DOCUMENT SECTION -
::::::::::

Skip to content

amirberenji1995/simpleDeploy

Repository files navigation

Serving a Pytorch model as a RESTful API by FastAPI

This repository is a demonstration on how you can develop a simple endpoint using FastAPI to serve a Pytorch model as an independent service. The process is almost the same for any other intelligent model.

1. Introduction

Intelligent methods are developed to be used and Jupyter/Colab notebooks are far from being ideal for the production stage. On the other hand, deployment through Model as a Service or MasS is one of the favourite options. The main aim of this repository is to deploy a Pytorch model as an individual service, using FastAPI. We start from structurizing a benchmark bearing fault diagnosis dataset; then, we design, implement, train and evaluate a deep learning model to diagnose the bearing. Next is to develop a RESTful API using FastAPI to serve the model. Last but not least, we deploy the whole application on render.com.

2. Data

Data is the critical ingridient of every data-driven solution. I use the Case Western Reverse University bearing dataset; this dataset includes signals from both drive-end and fan-end bearings but we focus on the drive-end signals in this implementation. Similar to other benchmark datasets, the raw data is presented as super long signals (e.g. 122281-points long). Hence, the starting point is to divide these raw signals into 2048-points signals with a hop-lenght of 2048. Metadata (load, health state and fault severity) are also extracted in this stage. To achieve smoother convergence, time series need to be scaled; to do so, every signal is subtracted from its mean and divided by its standard deviation, as illustrated in the following equation:

$\widetilde{x} = \frac{x - \mu}{\sigma}$

where $\widetilde{x}$ is the scaled time serie, $x$ is the raw time serie, $\mu$ is the mean of the $x$ and $\sigma$ is its standard deviation. In the scaler.py file, the implementation of the scaling operation can be found.

Next, is to split the dataset into train and test subsets, using a 70:30 ratio. It worth mentioning that as the scaling transorm in this implementation is instance-specific, it is safe to first scale the dataset and then split into train/test subsets.

3. Model

The problem we aim to solve is an example of time series classification and Convolutional Neural Networks (CNNs) are one of the favorite model types to engage such problem. I use a one-dimensional CNN consisting of a wide kernel convolutional layer, followed by an average pooling layer and a linear layer, as illustrated in the following figure.

::::::::::

Entries drawn from a collection:
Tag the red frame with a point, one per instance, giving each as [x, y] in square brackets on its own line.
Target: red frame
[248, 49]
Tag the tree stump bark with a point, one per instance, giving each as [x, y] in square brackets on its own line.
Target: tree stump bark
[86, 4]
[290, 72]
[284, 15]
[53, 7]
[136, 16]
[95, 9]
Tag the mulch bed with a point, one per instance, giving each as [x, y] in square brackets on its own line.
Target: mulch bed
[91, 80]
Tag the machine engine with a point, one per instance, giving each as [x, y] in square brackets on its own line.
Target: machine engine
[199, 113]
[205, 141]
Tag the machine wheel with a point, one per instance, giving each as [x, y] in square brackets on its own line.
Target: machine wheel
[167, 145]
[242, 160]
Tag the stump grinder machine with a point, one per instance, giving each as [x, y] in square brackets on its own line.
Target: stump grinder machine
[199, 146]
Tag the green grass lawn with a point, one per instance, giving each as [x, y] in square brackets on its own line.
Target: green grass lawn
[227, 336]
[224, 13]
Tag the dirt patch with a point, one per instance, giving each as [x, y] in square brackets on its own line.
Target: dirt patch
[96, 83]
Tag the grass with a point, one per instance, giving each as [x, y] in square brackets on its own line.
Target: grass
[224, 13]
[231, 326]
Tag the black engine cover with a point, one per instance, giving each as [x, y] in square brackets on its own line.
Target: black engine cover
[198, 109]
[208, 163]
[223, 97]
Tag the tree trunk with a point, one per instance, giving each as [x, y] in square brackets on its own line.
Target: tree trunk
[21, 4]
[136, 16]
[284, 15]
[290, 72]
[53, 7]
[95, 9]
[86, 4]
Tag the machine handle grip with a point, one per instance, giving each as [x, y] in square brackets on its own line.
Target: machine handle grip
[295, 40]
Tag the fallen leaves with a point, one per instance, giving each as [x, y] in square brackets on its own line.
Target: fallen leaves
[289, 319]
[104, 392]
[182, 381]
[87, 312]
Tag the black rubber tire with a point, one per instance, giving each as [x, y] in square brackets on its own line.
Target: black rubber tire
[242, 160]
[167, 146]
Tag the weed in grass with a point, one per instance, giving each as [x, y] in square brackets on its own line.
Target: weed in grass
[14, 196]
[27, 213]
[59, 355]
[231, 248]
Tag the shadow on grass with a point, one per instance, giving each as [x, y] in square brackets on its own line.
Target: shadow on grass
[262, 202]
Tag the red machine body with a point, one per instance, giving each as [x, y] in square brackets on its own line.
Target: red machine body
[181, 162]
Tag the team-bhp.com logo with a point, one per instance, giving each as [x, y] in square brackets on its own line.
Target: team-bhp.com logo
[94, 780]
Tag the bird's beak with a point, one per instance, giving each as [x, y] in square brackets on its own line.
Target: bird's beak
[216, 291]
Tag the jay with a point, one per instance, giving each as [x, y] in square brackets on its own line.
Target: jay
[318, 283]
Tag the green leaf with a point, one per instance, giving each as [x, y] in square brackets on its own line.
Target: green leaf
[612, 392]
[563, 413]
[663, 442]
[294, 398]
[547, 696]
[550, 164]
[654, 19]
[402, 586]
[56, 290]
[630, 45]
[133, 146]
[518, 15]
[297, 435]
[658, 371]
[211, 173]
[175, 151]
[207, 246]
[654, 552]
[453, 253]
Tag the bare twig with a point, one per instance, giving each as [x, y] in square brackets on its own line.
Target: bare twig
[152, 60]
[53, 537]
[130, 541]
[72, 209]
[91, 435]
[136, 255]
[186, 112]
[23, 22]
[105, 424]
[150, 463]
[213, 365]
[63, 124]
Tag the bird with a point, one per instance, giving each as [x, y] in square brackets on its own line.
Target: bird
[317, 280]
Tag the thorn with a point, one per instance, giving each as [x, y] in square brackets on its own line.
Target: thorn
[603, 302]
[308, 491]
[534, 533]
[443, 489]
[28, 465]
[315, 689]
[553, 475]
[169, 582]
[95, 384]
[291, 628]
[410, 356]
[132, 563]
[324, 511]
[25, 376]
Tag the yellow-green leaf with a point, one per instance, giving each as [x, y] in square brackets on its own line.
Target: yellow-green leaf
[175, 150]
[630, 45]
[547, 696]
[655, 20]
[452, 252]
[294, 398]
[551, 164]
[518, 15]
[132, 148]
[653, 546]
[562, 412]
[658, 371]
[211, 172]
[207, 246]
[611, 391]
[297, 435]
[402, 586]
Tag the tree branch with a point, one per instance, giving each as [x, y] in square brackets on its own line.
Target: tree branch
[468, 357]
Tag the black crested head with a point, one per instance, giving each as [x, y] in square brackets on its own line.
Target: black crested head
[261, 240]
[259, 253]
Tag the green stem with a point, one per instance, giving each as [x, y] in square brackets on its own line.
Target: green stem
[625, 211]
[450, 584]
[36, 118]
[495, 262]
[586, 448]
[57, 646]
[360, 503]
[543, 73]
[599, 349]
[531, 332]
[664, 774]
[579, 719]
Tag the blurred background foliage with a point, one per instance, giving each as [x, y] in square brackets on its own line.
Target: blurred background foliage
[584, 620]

::::::::::

ASSIGNMENT - According to the write-up on serving a Pytorch model with FastAPI, why is it safe to scale the dataset before splitting it into train and test subsets? The listing is separate material and has nothing to do with the write-up.

REPLY TO THE TASK - Because the scaling transform is instance-specific. Each signal is scaled using its own mean and standard deviation, so scaling first and then splitting with a 70:30 ratio is safe.